Required action A: According to the forum thread, how long has Mike had IBS, and of what type?
Required action B: Summarize the forum thread in two sentences.

Given passage:
-=-=-

# Day 35 of Mike's Tapes...



## Guest (Oct 31, 2001)

and 0% improvement.Is this normal? When do people usually start seeing results?


----------



## cookies4marilyn (Jun 30, 2000)

Hi Mikee, You are certainly not alone in having no improvement at only 35 days into it. Everyone is different in terms of their rate of improvement. If you read some of the other threads in this forum, you will find that some of us, including myself, did not see any improvements until well after the sessions were completed. Your subcon mind deals with whatever it needs to first, and you need time for it to convert over to new beliefs. Do not be discouraged or give up....just keep at it and be patient with yourself. You have had IBS most likely longer than 35 days, and it will take time. But it will happen. Hang in there, and keep us posted when you are farther along or have completed the program. Take care!


----------



## eric (Jul 8, 1999)

Mikee, there really is no standard time with this, however let me know about your symptoms, how long have you had IBS and if you have any other conditions and that will help us. Thanks


----------



## Guest (Nov 1, 2001)

I have had IBS for 5 years, D type. For me the worst part of my day is in the morning. About 10 minutes after I get up my stomoch start to bother me. Urgency is the worst part which can make for an uncomportable drive into work. I have no other mediacal conditions. Mike


----------



## cookies4marilyn (Jun 30, 2000)

Hi Mike, I have had IBS for 15 years and your same symptoms, but toward the last 5 years, I was almost to the point of incapacitation with pain and D and very well know the situation you describe regarding driving and being out of access to a bathroom. I am so much better after Mike's tapes, but as I mentioned, it happened in its own time. What you describe is certainly part of the norm, everyone is different in terms of responding to the tapes. You can take some proactive measures in the meantime, which you most likely already do: get up earlier to lessen stress, watch what you eat if you have certain triggers, etc.It may be interesting to note, if on mornings that you are not working and are able to be at home, if you have the urgency and stomach problems on those mornings. Monitor the way you feel then, and that tells you that you are able to feel well sometimes. Success brings more success, and just let the program take its course.Good luck to you


----------

-=-=-

Given material:
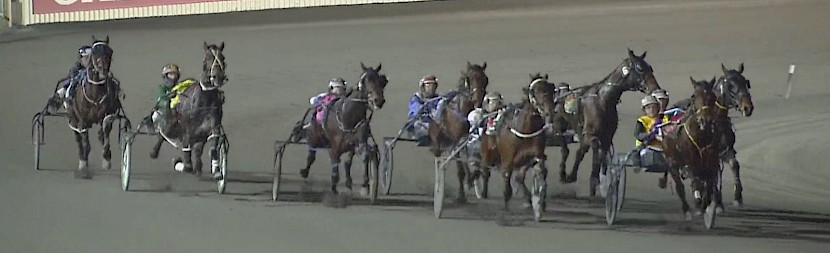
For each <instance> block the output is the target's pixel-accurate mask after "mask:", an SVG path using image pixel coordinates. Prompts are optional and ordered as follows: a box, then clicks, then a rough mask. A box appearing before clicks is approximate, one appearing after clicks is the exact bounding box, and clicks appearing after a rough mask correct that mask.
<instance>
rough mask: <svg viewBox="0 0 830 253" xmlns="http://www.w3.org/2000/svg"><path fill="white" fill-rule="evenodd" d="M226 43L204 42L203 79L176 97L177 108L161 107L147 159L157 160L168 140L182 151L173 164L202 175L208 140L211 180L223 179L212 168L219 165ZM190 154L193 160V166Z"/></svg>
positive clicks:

-=-=-

Final answer A: Five years, D type.

Final answer B: A poster reports no improvement after 35 days of Mike's tapes and asks when results usually appear, and cookies4marilyn replies that rates of improvement differ and that some users saw no improvement until well after completing the sessions. After the poster describes five years of D-type IBS with morning urgency, cookies4marilyn suggests proactive measures such as getting up earlier and watching for food triggers while letting the program take its course.